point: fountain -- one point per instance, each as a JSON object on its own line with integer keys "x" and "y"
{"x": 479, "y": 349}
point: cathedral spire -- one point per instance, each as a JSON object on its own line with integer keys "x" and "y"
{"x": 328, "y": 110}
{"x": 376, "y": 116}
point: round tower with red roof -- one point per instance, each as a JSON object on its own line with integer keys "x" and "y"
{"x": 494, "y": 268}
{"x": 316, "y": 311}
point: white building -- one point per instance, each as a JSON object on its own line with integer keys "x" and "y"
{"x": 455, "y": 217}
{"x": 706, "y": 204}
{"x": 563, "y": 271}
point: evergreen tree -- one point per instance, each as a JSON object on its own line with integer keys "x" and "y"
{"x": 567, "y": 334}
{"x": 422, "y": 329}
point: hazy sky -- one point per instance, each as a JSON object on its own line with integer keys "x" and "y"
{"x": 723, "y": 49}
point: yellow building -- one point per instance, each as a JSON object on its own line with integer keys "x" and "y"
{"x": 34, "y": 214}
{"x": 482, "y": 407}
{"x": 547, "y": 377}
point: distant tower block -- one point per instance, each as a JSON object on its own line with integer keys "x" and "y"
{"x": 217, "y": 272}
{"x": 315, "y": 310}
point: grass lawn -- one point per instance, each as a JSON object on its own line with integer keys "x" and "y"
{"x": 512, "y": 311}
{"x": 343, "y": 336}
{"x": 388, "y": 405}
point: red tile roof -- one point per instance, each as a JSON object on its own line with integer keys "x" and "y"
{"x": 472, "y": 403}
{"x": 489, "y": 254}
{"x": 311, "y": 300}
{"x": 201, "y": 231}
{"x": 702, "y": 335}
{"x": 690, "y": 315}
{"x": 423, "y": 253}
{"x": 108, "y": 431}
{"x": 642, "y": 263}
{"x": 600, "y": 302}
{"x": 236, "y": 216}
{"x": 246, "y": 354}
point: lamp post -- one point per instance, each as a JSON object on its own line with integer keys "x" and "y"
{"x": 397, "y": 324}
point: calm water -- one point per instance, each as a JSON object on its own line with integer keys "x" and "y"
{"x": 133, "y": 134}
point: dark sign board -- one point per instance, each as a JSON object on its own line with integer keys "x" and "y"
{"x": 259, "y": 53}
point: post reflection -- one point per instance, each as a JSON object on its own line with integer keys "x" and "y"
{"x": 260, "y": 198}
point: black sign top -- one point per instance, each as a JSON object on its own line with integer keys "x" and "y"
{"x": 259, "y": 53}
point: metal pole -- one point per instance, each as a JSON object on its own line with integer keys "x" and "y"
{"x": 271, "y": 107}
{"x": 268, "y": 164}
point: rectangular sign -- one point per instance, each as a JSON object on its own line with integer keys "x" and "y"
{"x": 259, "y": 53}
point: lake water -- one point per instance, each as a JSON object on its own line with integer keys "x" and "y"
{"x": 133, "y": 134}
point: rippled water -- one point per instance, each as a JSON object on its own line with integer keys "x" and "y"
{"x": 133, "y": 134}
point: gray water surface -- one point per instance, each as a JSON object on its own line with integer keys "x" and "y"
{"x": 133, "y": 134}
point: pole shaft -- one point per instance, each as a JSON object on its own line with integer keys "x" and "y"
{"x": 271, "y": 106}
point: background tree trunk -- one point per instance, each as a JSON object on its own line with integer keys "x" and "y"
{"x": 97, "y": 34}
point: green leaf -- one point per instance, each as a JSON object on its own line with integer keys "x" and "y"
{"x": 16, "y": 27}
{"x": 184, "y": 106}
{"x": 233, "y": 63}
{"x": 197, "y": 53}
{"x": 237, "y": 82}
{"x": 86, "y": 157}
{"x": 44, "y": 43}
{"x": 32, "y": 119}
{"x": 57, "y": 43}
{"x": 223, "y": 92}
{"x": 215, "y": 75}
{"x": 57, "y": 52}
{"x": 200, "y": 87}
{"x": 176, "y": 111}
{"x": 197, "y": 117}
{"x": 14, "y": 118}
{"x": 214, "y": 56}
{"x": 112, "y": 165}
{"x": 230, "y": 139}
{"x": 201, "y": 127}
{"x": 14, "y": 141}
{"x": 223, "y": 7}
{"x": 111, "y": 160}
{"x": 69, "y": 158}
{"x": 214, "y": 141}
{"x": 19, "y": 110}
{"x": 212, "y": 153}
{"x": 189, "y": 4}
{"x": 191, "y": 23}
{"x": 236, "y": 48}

About this exercise: Word for word, set down the complete listing once more.

Answer to the exercise:
point: fountain -- one point per instance, each as a JSON object on its own line with integer keys "x" and "y"
{"x": 479, "y": 349}
point: cathedral spire -- one point per instance, each as a JSON object on its own line with integer keys "x" and "y"
{"x": 328, "y": 110}
{"x": 376, "y": 116}
point: round tower with red roof -- one point per instance, each as a JSON object on its own line with integer keys "x" and "y"
{"x": 494, "y": 268}
{"x": 316, "y": 311}
point: white building -- one point per instance, each as a JSON object on its own line with integer keys "x" and "y"
{"x": 455, "y": 217}
{"x": 706, "y": 204}
{"x": 563, "y": 271}
point: evergreen tree -- one point per instance, each as a JSON object on its own line with integer keys "x" and "y"
{"x": 567, "y": 334}
{"x": 422, "y": 329}
point: hazy sky -- one point per instance, each as a JSON object on its own line with integer keys "x" and "y"
{"x": 723, "y": 49}
point: yellow building -- one point per instance, each as a JSON object on its own line with integer keys "x" and "y"
{"x": 34, "y": 214}
{"x": 482, "y": 407}
{"x": 547, "y": 377}
point: distant tower block -- one point per instance, each as a JSON object on its own line with integer keys "x" and "y"
{"x": 217, "y": 272}
{"x": 315, "y": 310}
point: grass lawn -- one point per instance, each as a JSON object on its own line with integer keys "x" and "y"
{"x": 512, "y": 311}
{"x": 343, "y": 336}
{"x": 388, "y": 405}
point: red tile roof -- one point per instance, each as a JSON object on its own line with integer keys "x" and "y"
{"x": 472, "y": 403}
{"x": 489, "y": 254}
{"x": 311, "y": 300}
{"x": 201, "y": 231}
{"x": 702, "y": 335}
{"x": 690, "y": 315}
{"x": 423, "y": 253}
{"x": 108, "y": 431}
{"x": 642, "y": 263}
{"x": 600, "y": 302}
{"x": 236, "y": 216}
{"x": 246, "y": 354}
point: lamp post -- one point per instance, each as a JSON object on its own line with integer keys "x" and "y"
{"x": 397, "y": 324}
point: calm water -- one point per instance, each as a JSON object on its own line with integer keys "x" and "y"
{"x": 133, "y": 134}
point: dark sign board -- one point per instance, each as a JSON object on its own line with integer keys "x" and "y"
{"x": 259, "y": 53}
point: post reflection -- one point per instance, each as a JSON object on its own line with integer keys "x" and "y"
{"x": 260, "y": 198}
point: black sign top -- one point per instance, each as a JSON object on its own line with integer keys "x" and "y"
{"x": 259, "y": 53}
point: metal pole -- one point per instance, each as a JSON object on its own line with integer keys "x" and "y"
{"x": 271, "y": 107}
{"x": 268, "y": 164}
point: rectangular sign -- one point per instance, each as a JSON object on its own line with integer keys "x" and "y"
{"x": 259, "y": 53}
point: lake water -- one point per instance, each as a JSON object on its own line with integer keys "x" and "y"
{"x": 133, "y": 134}
point: rippled water -- one point per instance, each as a JSON object on its own line with integer keys "x" and "y"
{"x": 133, "y": 134}
point: gray water surface -- one point per instance, each as a JSON object on its own line with integer keys "x" and "y"
{"x": 133, "y": 134}
point: pole shaft -- one point per instance, each as a JSON object on its own line with integer keys "x" and "y"
{"x": 271, "y": 106}
point: background tree trunk -- one point per instance, each as a JSON object on its own line with integer keys "x" and "y"
{"x": 97, "y": 34}
point: green leaf -- one point per instance, each as a JSON object on its own line with integer keys "x" and "y"
{"x": 16, "y": 27}
{"x": 184, "y": 106}
{"x": 233, "y": 63}
{"x": 197, "y": 53}
{"x": 237, "y": 82}
{"x": 86, "y": 157}
{"x": 44, "y": 43}
{"x": 32, "y": 119}
{"x": 57, "y": 43}
{"x": 223, "y": 92}
{"x": 215, "y": 75}
{"x": 57, "y": 52}
{"x": 200, "y": 87}
{"x": 176, "y": 111}
{"x": 197, "y": 117}
{"x": 14, "y": 118}
{"x": 214, "y": 56}
{"x": 112, "y": 165}
{"x": 230, "y": 139}
{"x": 201, "y": 127}
{"x": 14, "y": 141}
{"x": 223, "y": 7}
{"x": 111, "y": 160}
{"x": 69, "y": 158}
{"x": 214, "y": 141}
{"x": 19, "y": 110}
{"x": 212, "y": 153}
{"x": 189, "y": 4}
{"x": 191, "y": 23}
{"x": 236, "y": 48}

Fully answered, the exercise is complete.